Provided passage

==============================

A Denver police officer who fatally shot an armed man in January and another officer who attempted to shoot the man were both cleared of criminal wrongdoing after an investigation by the 18th Judicial District Attorney’s Office ruled their actions were justified, the DA’s office announced on Tuesday.
The district attorney’s office ruled Denver police officer Joseph Heckenkamp was justified in shooting Nico Alexander Descheenie, 25, on Jan. 6 in Aurora, according to the decision letter from Chief Deputy District Attorney Jason Siers. Sergeant Timothy Hyatt attempted to shoot at Descheenie, but the DA’s letter said his gun malfunctioned.
The incident started after Denver police responded to a stolen Chevrolet Avalanche spotted at 6th Avenue and Federal Boulevard in Denver at about 5 p.m.
Denver police used a GPS dart called “Starchase” to follow the car from a safe distance. They followed the car for about an hour around the metro area, eventually crossing into Aurora.
According to the DA’s letter, Descheenie, who was identified as the car’s driver, left the car behind a storage business and fled on foot. Heckenkamp then gave chase, following Descheenie to the eastbound lanes of East Iliff Avenue and I-225. Heckenkamp was joined by Hyatt and Denver police officers Chris Parton and Fernando Benavides in attempting to arrest Descheenie.
Descheenie disobeyed officers’ orders and pulled out a handgun, according to the letter, and pointed it at his own head. Heckenkamp told Descheenie to drop his weapon, telling him “don’t do it.”
Descheenie then backed away from the officers, crossing into the median toward westbound traffic lanes, where the DA’s letter said he unsuccessfully tried to carjack a woman’s car by pointing the handgun at her and motioning her to get out.
He then turned back toward cops and pointed the gun at Heckenkamp and Hyatt, who responded by trying to shoot Descheenie, but his gun had a mechanical malfunction and didn’t fire, according to the DA’s letter.
Heckenkamp’s gun had no such issue. He fired fourteen rounds, striking Descheenie five times, according to the DA’s letter.
After shooting Descheenie, officers approached him and provided medical aid until medical personnel arrived. Descheenie died from his injuries at the Medical Center of Aurora.

==============================

Complete the following
**1)** List every Denver police officer named in the news report on the Aurora police shooting.
**2)** Write the next paragraph of the news report on the Aurora police shooting, following its final sentence about Descheenie's death.

Data provided
==============================

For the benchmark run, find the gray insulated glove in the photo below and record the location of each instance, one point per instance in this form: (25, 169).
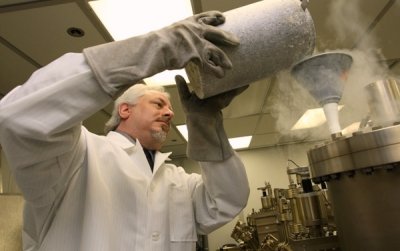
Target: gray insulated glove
(207, 137)
(121, 63)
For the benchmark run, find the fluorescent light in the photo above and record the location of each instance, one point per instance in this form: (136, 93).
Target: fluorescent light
(312, 118)
(351, 128)
(183, 130)
(129, 18)
(236, 143)
(240, 142)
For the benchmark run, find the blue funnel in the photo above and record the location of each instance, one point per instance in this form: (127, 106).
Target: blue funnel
(323, 74)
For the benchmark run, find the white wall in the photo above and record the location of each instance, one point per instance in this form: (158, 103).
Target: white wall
(262, 165)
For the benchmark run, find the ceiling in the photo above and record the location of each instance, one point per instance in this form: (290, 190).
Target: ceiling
(33, 33)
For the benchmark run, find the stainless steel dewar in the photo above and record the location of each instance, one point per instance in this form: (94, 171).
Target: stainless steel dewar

==============================

Numbered responses
**1)** Joseph Heckenkamp, Sergeant Timothy Hyatt, Chris Parton, Fernando Benavides

**2)**
Denver’s medical examiner found Descheenie, who was identified as an American Indian man, was shot five times, including two penetrating and three through-and-through wounds. The examiner’s office said Descheenie’s cause of death was due to multiple gunshot wounds and the manner of death was homicide. The autopsy revealed Descheenie had alcohol, amphetamine and methamphetamine in his system.
Police said a handgun belonging to Descheenie was seized at the scene. Police also said a backpack he was carrying had ammunition and drugs. A duffel bag police said Descheenie dropped while running from Heckenkamp contained a shotgun, ammunition for the shotgun, screwdivers and two cell phones.
The shooting was investigated by Aurora police. Siers’ office found, based on the investigation, Heckenkamp and Hyatt “reasonably feared that Nico Descheenie posed an imminent threat of danger or serious bodily injury to them” and others, adding both officers had the legal right to defend themselves by using deadly physical force.
Siers’ letter is dated June 24. Vikki Migoya, a spokesperson for the 18th Judicial District Attorney’s office, said the letter was released this week because one of the officers involved “was away at the end of the month.”
“As a courtesy to DPD, we waited until he was back and had been apprised of the letter’s contents before making it public,” Migoya said in an email.
Denver police have been involved in five fatal shootings this year. Denver police corporal Ethan Antonson was cleared in the fatal shooting of William DeBose last month. DeBose’s case prompted demonstrations in Denver as protesters continued to march and rally against racism and police violence.